◆ What you are asked to do ◆
Gather every line of the records below that contains the word "blonde", and copy each one out in full.

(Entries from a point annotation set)
<<<<

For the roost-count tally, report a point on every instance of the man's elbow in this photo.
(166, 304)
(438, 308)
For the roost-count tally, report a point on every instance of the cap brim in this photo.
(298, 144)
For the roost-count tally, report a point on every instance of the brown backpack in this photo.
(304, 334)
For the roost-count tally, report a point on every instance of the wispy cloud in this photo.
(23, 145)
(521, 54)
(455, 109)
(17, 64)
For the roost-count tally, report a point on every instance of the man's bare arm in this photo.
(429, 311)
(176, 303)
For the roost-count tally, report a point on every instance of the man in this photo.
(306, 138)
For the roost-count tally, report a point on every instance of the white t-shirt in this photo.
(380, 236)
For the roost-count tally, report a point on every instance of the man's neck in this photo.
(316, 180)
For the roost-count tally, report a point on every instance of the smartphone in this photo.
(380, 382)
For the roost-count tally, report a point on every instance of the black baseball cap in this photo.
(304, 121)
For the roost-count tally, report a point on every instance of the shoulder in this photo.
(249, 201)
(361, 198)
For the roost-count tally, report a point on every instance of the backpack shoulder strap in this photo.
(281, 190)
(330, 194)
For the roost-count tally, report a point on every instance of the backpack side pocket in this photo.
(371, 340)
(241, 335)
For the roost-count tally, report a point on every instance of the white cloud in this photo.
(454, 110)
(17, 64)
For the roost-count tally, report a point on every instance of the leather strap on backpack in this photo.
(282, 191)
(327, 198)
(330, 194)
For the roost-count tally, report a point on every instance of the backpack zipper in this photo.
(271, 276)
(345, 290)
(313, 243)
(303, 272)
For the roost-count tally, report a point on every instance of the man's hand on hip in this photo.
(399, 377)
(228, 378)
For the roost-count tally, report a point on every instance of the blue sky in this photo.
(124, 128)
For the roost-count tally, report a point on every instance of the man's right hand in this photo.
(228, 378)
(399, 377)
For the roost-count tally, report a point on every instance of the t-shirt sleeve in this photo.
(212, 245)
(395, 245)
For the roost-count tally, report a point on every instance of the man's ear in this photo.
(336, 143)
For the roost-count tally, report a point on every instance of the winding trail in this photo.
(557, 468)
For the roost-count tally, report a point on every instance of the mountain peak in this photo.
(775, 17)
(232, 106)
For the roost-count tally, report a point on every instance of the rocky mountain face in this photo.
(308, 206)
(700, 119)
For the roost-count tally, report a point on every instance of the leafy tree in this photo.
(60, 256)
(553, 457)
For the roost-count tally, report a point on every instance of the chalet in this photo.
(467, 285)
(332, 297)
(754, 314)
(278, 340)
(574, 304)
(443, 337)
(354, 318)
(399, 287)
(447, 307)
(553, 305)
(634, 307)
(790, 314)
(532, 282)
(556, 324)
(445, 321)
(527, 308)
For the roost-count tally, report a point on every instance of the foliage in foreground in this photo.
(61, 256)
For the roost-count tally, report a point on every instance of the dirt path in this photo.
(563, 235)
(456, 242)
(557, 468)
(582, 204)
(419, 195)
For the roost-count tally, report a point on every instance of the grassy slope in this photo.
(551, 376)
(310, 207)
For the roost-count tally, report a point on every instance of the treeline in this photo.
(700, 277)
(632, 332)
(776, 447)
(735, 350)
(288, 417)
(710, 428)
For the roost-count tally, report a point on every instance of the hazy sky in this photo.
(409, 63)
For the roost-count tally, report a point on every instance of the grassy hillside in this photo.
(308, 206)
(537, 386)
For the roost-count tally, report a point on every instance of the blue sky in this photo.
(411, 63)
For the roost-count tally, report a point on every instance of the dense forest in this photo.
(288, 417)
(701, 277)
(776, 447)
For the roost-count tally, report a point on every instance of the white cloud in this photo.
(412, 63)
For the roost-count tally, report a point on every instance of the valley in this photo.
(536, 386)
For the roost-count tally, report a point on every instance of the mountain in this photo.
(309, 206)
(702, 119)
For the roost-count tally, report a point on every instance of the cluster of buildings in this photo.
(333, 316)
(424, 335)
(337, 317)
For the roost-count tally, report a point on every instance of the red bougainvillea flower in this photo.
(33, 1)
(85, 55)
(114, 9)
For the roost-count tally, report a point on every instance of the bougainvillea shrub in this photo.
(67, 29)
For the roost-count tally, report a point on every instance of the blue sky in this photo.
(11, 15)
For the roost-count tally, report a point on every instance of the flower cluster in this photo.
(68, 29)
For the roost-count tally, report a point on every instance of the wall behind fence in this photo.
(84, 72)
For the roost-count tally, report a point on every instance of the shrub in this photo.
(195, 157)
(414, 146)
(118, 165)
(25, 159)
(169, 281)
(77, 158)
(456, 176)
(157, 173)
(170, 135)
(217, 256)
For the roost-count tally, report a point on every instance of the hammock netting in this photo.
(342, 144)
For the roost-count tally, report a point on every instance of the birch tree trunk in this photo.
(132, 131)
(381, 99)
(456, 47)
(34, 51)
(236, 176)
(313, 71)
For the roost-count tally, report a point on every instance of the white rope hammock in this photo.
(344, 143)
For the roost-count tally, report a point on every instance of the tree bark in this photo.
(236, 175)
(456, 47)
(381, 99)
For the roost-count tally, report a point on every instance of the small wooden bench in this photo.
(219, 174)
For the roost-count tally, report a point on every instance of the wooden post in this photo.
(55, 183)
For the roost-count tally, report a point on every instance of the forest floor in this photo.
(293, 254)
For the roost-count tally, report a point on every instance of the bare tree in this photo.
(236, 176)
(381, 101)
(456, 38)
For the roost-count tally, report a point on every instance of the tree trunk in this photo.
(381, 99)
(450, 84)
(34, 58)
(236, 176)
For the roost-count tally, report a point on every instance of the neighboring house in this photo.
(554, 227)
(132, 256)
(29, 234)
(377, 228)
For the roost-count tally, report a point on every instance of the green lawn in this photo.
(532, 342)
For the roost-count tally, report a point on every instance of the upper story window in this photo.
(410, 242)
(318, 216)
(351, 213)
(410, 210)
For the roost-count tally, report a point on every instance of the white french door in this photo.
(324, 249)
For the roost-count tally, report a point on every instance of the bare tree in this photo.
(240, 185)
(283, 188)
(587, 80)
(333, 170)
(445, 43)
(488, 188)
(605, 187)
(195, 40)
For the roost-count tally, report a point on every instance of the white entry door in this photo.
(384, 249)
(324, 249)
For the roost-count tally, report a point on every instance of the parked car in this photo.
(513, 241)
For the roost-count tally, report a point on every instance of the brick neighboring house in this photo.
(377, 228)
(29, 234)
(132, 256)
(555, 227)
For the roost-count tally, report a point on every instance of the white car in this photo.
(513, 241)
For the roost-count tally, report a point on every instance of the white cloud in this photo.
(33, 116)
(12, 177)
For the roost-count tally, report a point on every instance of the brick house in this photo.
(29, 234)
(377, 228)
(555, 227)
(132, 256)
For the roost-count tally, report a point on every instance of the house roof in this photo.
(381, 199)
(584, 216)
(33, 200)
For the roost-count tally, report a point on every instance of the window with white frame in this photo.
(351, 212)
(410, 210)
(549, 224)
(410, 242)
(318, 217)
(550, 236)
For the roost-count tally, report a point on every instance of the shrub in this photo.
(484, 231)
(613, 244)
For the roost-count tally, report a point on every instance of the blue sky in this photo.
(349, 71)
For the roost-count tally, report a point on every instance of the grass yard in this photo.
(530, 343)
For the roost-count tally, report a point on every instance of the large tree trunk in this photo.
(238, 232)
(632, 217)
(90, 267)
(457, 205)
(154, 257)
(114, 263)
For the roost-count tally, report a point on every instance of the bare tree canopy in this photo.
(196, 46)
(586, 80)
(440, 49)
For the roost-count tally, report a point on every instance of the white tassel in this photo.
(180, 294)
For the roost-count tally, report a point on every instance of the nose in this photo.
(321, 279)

>>>>
<<<<

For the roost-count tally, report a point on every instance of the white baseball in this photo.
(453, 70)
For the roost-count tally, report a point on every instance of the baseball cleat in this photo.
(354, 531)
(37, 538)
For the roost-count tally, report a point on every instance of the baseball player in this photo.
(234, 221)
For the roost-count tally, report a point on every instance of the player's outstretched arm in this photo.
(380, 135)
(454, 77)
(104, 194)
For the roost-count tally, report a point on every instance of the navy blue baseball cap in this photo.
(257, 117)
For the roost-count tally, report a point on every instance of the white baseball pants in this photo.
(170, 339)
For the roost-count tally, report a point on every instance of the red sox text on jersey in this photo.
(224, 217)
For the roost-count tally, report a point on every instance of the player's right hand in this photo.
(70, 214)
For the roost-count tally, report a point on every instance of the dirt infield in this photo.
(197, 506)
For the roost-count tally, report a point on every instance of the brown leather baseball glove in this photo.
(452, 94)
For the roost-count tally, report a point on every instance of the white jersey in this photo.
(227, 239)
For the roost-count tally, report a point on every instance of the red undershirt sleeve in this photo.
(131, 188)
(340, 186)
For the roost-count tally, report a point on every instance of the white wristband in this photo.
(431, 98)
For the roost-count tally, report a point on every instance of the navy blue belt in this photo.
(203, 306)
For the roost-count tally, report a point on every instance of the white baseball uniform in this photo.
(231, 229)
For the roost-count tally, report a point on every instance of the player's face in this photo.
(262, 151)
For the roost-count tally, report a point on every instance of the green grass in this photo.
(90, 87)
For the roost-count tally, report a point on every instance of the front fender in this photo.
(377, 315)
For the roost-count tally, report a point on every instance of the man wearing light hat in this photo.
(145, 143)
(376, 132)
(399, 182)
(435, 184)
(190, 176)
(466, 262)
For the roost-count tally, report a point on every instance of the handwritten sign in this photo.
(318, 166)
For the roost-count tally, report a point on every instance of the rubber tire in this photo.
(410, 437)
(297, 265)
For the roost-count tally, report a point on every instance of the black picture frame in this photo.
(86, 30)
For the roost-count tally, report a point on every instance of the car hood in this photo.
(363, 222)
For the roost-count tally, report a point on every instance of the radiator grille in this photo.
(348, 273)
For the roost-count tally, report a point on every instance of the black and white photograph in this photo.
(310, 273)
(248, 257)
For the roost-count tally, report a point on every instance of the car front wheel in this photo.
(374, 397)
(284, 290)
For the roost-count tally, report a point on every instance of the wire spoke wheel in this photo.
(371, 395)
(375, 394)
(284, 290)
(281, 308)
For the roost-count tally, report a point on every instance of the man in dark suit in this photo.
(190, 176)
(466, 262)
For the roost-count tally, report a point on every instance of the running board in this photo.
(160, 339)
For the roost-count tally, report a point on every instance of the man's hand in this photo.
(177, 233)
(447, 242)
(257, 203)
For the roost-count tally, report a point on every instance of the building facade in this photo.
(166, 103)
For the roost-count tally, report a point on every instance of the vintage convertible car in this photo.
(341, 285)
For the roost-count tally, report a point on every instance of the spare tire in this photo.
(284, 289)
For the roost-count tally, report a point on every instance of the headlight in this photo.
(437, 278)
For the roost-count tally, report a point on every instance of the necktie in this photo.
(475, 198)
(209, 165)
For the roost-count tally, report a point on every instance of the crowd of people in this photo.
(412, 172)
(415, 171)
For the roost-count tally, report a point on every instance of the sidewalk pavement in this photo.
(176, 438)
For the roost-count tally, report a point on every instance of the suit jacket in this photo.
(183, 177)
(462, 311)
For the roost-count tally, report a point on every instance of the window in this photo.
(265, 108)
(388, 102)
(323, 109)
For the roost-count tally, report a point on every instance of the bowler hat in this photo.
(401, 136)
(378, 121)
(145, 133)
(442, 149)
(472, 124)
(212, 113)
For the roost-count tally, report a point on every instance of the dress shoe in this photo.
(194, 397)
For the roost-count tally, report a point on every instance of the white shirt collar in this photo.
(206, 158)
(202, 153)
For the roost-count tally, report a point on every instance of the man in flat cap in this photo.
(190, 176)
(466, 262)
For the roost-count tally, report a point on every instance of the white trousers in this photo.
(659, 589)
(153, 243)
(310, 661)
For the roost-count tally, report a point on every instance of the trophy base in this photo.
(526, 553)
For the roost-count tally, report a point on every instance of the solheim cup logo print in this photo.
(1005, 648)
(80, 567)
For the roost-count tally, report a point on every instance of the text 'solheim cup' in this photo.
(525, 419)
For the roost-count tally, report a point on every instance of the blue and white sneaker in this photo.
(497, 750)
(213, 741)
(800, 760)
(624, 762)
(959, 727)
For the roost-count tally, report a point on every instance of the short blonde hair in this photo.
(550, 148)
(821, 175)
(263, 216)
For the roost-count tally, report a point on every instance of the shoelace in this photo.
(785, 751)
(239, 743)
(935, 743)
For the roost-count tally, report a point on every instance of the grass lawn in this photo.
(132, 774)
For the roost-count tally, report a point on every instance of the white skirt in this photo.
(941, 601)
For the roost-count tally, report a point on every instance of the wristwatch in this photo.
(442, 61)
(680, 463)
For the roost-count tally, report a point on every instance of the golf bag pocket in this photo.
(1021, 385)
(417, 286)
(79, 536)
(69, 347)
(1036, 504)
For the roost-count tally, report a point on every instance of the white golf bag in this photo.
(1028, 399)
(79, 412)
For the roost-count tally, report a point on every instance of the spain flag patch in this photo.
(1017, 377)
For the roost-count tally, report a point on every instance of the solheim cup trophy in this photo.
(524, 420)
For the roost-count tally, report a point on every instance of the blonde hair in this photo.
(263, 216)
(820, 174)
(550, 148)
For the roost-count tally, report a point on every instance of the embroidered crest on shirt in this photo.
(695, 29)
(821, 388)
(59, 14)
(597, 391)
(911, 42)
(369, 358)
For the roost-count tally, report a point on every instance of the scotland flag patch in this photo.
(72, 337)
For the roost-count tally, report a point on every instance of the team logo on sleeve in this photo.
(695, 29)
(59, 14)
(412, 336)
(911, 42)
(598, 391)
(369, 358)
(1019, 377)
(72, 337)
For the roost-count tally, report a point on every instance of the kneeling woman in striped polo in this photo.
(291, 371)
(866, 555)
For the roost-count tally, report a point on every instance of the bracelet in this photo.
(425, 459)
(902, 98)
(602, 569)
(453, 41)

>>>>
<<<<

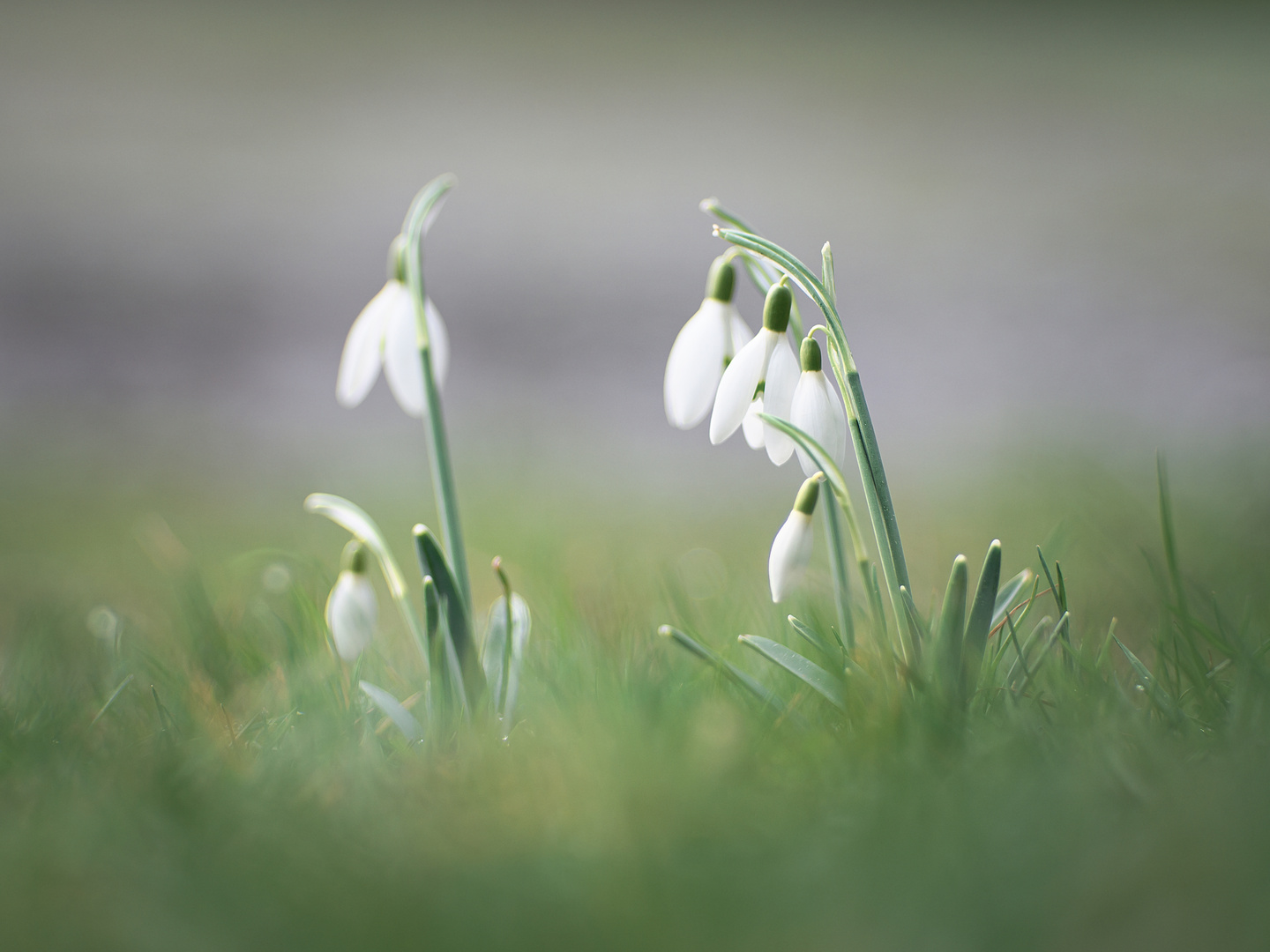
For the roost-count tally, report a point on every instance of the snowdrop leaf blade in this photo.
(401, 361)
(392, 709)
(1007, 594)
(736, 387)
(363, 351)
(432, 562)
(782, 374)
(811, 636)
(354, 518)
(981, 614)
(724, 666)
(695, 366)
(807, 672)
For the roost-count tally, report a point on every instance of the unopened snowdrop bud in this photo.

>>>>

◆ Result ◆
For the roost-count tally, report a point on every instance of the short blonde hair in this photo.
For the roost-count tally, report a point on every instance of the blonde hair in this photo.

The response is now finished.